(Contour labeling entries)
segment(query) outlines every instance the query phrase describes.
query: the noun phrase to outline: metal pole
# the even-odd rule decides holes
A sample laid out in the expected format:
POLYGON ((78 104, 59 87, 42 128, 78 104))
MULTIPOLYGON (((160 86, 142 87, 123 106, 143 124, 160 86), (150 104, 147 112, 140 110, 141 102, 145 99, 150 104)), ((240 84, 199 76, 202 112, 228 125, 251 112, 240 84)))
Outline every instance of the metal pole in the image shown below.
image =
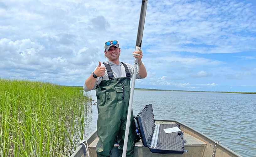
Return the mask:
MULTIPOLYGON (((141 47, 142 37, 143 35, 143 31, 144 29, 144 24, 145 22, 145 18, 146 16, 147 0, 142 0, 141 14, 140 20, 139 22, 139 26, 138 27, 138 33, 137 34, 137 39, 135 47, 135 52, 139 51, 138 47, 141 47)), ((134 86, 135 85, 136 72, 138 66, 138 58, 135 58, 134 60, 134 65, 133 67, 133 74, 132 75, 132 80, 131 81, 130 98, 129 100, 129 105, 128 107, 128 112, 127 113, 127 119, 126 120, 125 140, 124 141, 124 147, 123 148, 123 155, 122 157, 126 156, 126 151, 127 150, 127 145, 128 142, 128 136, 129 135, 129 130, 130 128, 131 114, 132 107, 132 101, 133 100, 133 93, 134 91, 134 86)), ((135 131, 135 130, 133 130, 135 131)))

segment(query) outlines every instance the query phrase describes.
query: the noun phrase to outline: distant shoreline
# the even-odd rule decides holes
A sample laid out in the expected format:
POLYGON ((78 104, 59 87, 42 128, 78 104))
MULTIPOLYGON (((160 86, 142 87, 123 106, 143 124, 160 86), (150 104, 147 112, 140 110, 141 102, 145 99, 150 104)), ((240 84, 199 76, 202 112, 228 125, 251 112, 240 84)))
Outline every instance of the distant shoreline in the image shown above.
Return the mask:
POLYGON ((242 94, 254 94, 256 92, 235 92, 235 91, 183 91, 182 90, 168 90, 163 89, 150 89, 147 88, 135 88, 134 90, 137 91, 190 91, 194 92, 209 92, 211 93, 242 93, 242 94))
MULTIPOLYGON (((81 87, 83 88, 83 86, 71 86, 72 87, 81 87)), ((164 89, 151 89, 149 88, 135 88, 134 90, 136 91, 190 91, 194 92, 209 92, 211 93, 240 93, 240 94, 256 94, 256 92, 247 92, 243 91, 235 92, 235 91, 183 91, 182 90, 168 90, 164 89)))

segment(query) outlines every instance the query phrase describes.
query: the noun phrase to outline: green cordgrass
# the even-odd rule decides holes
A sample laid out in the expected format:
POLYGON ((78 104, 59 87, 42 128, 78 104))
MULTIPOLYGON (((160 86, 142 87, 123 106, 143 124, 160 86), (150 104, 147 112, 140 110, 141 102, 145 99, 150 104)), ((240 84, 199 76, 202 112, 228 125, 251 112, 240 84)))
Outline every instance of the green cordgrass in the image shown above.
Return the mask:
POLYGON ((0 79, 0 156, 70 156, 91 112, 82 89, 0 79))

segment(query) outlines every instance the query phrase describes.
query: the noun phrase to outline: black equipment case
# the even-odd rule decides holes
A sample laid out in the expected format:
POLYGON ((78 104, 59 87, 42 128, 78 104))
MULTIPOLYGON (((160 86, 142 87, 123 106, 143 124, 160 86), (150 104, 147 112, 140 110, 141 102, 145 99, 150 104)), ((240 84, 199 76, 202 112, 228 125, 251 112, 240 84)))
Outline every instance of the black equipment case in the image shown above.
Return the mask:
POLYGON ((176 124, 160 124, 156 148, 150 147, 156 127, 152 104, 146 105, 136 117, 143 145, 153 153, 181 154, 184 152, 183 133, 179 131, 166 133, 163 129, 178 126, 176 124))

§ **Work to do**
Using the data above, print every line exactly, omitting pictures.

§ **Answer to this task**
segment(query) outlines every instance the query phrase describes.
query: the noun phrase to outline: metal pole
# the even-odd rule decides holes
A sample laid out in the expected format:
POLYGON ((78 104, 59 87, 42 128, 78 104))
MULTIPOLYGON (((160 86, 142 87, 123 106, 143 124, 160 86), (150 104, 147 112, 140 110, 141 102, 145 99, 150 104)), ((240 84, 199 76, 202 112, 228 125, 251 112, 240 84)))
Outline every instance of the metal pole in the image shown below.
image =
Return the mask:
MULTIPOLYGON (((141 47, 142 37, 143 35, 143 31, 144 29, 144 24, 145 22, 145 18, 146 16, 147 0, 142 0, 141 14, 140 20, 139 22, 139 26, 138 27, 138 33, 137 34, 137 39, 135 47, 135 52, 139 51, 138 47, 141 47)), ((134 86, 135 85, 136 72, 138 66, 138 58, 135 58, 134 60, 134 65, 133 67, 133 74, 132 75, 132 80, 131 81, 130 98, 129 100, 129 105, 128 107, 128 112, 127 113, 127 119, 126 120, 125 140, 124 141, 124 147, 123 148, 123 155, 122 157, 126 156, 126 151, 127 150, 127 145, 128 142, 128 136, 129 135, 129 130, 130 128, 131 114, 132 107, 132 101, 133 100, 133 93, 134 91, 134 86)), ((135 131, 135 130, 133 130, 135 131)))

segment(query) outlines every instance the query phrase describes.
query: the noun phrase to outline: distant shoreline
# the even-odd rule decides holes
A sample laid out in the expected format:
POLYGON ((78 104, 59 87, 42 128, 78 104))
MULTIPOLYGON (((160 86, 142 87, 123 106, 143 124, 160 86), (150 104, 147 112, 140 110, 141 102, 145 99, 150 104)), ((240 84, 199 76, 202 112, 228 125, 251 112, 240 84)))
Outline every instance of the distant shoreline in the image shown above.
Return the mask:
POLYGON ((242 94, 254 94, 256 92, 235 92, 235 91, 183 91, 182 90, 168 90, 163 89, 150 89, 147 88, 135 88, 134 90, 137 91, 190 91, 194 92, 209 92, 211 93, 242 93, 242 94))
MULTIPOLYGON (((81 87, 83 88, 83 86, 71 86, 72 87, 81 87)), ((164 89, 151 89, 149 88, 135 88, 134 90, 136 91, 190 91, 194 92, 209 92, 211 93, 240 93, 240 94, 256 94, 256 92, 247 92, 243 91, 235 92, 235 91, 183 91, 182 90, 168 90, 164 89)))

segment(query) outlines every instance the query phrase describes.
query: the noun phrase to outline: green cordgrass
# the even-odd rule decides holes
A sample laid out in the expected format:
POLYGON ((78 104, 59 87, 42 128, 78 104))
MULTIPOLYGON (((160 86, 142 87, 123 106, 143 124, 160 86), (150 104, 147 112, 140 110, 141 102, 145 99, 150 104)), ((240 84, 199 76, 202 112, 228 125, 251 112, 240 84)))
Outline every instance of the green cordgrass in the image shown above.
Return the mask:
POLYGON ((0 79, 0 156, 70 156, 91 112, 82 89, 0 79))

segment(query) outlines every instance the query phrase describes.
query: the noun phrase to outline: black equipment case
# the even-odd rule decides holes
A sample laid out in the expected format:
POLYGON ((78 104, 59 87, 42 128, 78 104))
MULTIPOLYGON (((160 86, 142 87, 123 106, 143 124, 160 86), (150 104, 147 112, 140 110, 141 102, 145 99, 150 104)), ((240 84, 199 76, 202 112, 228 125, 251 112, 240 84)))
Outline every instance of the black equipment case in the image shown above.
Return the mask:
POLYGON ((176 124, 160 124, 156 148, 150 147, 156 127, 152 104, 146 105, 136 117, 143 145, 153 153, 181 154, 184 152, 183 133, 179 131, 166 133, 163 129, 178 126, 176 124))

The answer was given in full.